やること:
a - AIと雇用に関する記事によると、ジェネレーティブAIの人気が最近急速に高まっているのはなぜか。記事が示す理由を一、二文で説明せよ。
b - 記事の「より具体的に、AIによる自動」から「する可能性があると想定した。」までを、一字一句違えずに書き写してください。
─── 対象の文章
米投資銀行大手のゴールドマン・サックスが、新たに公表した調査レポートで、世界中で約3億の雇用が、AIによって置き換えられる恐れがあると予想した。
アメリカの雇用7%が喪失する可能性を示唆
ジェネレーティブAIは、ユーザーの入力に応じてテキストやその他のコンテンツを生成することができる人工知能の一種で、OpenAIのChatGPTが公開されたことで最近急速に人気が高まっている。ユーザーから熱狂的な支持を受け、様々ンテック企業が自社のAIシステムを立ち上げるきっかけとなっている。
ゴールドマン・サックスのアナリストは、アメリカとヨーロッパの職業データを分析した結果をもとに、ジェネレーティブAIが、世界中の約3億人の正社員の仕事が自動化の影響を受ける可能性があると推定した。
より具体的に、AIによる自動化によって、アメリカの雇用の約7%が失われる可能性があるという。さらに、AIによって影響を受ける可能性のある職業の約50%の業務が、AIに置き換えられる可能性があると報告されている。
一方で、AIが働き手に貢献する可能性もあるとのことで、アメリカの職業の約63%はAIによって補完されると予想。AIの導入が進むことによって、世界中で生産される商品とサービスの総額が、次の10年間で約7%増加する可能性があると想定した。
──────
─── 提供資料
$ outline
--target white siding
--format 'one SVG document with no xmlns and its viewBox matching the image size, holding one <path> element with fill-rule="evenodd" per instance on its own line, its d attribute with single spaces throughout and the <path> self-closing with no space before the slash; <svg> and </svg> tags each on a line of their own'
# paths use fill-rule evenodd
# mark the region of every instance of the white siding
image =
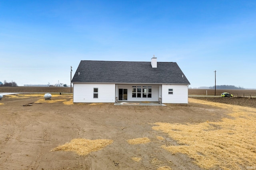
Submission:
<svg viewBox="0 0 256 170">
<path fill-rule="evenodd" d="M 173 94 L 168 94 L 168 89 L 173 89 Z M 186 104 L 188 103 L 187 85 L 163 84 L 162 103 Z"/>
<path fill-rule="evenodd" d="M 142 87 L 144 86 L 151 86 L 152 87 L 152 96 L 151 98 L 142 98 L 142 94 L 141 98 L 133 98 L 132 96 L 132 86 L 141 86 L 142 90 Z M 128 90 L 127 93 L 127 101 L 133 101 L 133 102 L 158 102 L 158 97 L 159 96 L 159 86 L 152 86 L 149 85 L 118 85 L 118 88 L 124 88 Z M 118 94 L 117 96 L 118 96 Z M 124 100 L 124 102 L 126 101 Z"/>
<path fill-rule="evenodd" d="M 74 103 L 114 103 L 114 84 L 74 83 Z M 98 88 L 98 98 L 93 98 L 93 89 Z"/>
</svg>

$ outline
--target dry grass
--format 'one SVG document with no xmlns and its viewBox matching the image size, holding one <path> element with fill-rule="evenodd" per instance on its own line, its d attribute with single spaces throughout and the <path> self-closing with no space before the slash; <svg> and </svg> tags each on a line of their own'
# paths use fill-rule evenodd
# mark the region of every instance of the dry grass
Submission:
<svg viewBox="0 0 256 170">
<path fill-rule="evenodd" d="M 89 104 L 89 105 L 100 105 L 100 104 L 103 104 L 102 103 L 91 103 L 90 104 Z"/>
<path fill-rule="evenodd" d="M 66 105 L 71 105 L 74 104 L 74 103 L 73 102 L 73 99 L 68 101 L 63 102 L 63 104 L 66 104 Z"/>
<path fill-rule="evenodd" d="M 85 155 L 93 151 L 102 149 L 113 142 L 112 140 L 89 140 L 85 139 L 74 139 L 70 143 L 59 146 L 50 151 L 73 151 L 79 155 Z"/>
<path fill-rule="evenodd" d="M 150 140 L 147 137 L 143 137 L 129 139 L 127 140 L 127 142 L 130 145 L 137 145 L 148 143 L 150 142 Z"/>
<path fill-rule="evenodd" d="M 164 166 L 159 167 L 156 170 L 172 170 L 172 168 L 169 166 Z"/>
<path fill-rule="evenodd" d="M 46 100 L 45 99 L 39 99 L 35 103 L 56 103 L 58 102 L 64 102 L 66 101 L 67 100 L 66 99 L 59 99 L 57 100 Z"/>
<path fill-rule="evenodd" d="M 138 157 L 133 157 L 132 158 L 132 158 L 132 159 L 134 161 L 137 162 L 138 162 L 140 161 L 140 160 L 142 159 L 141 158 Z"/>
<path fill-rule="evenodd" d="M 163 141 L 164 140 L 164 138 L 163 137 L 159 136 L 156 136 L 156 139 L 160 141 Z"/>
<path fill-rule="evenodd" d="M 162 146 L 172 154 L 187 154 L 206 169 L 240 169 L 256 162 L 256 109 L 190 99 L 229 111 L 232 119 L 186 125 L 157 123 L 152 129 L 168 133 L 178 146 Z"/>
</svg>

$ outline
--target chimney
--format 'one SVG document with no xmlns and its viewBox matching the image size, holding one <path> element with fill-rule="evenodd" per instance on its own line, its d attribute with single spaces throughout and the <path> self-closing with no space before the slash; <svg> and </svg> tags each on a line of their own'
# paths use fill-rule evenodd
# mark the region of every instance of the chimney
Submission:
──────
課題別の解答:
a - OpenAIのChatGPTが公開されたことがきっかけで、ジェネレーティブAIの人気が最近急速に高まっている。

b -
より具体的に、AIによる自動化によって、アメリカの雇用の約7%が失われる可能性があるという。さらに、AIによって影響を受ける可能性のある職業の約50%の業務が、AIに置き換えられる可能性があると報告されている。
一方で、AIが働き手に貢献する可能性もあるとのことで、アメリカの職業の約63%はAIによって補完されると予想。AIの導入が進むことによって、世界中で生産される商品とサービスの総額が、次の10年間で約7%増加する可能性があると想定した。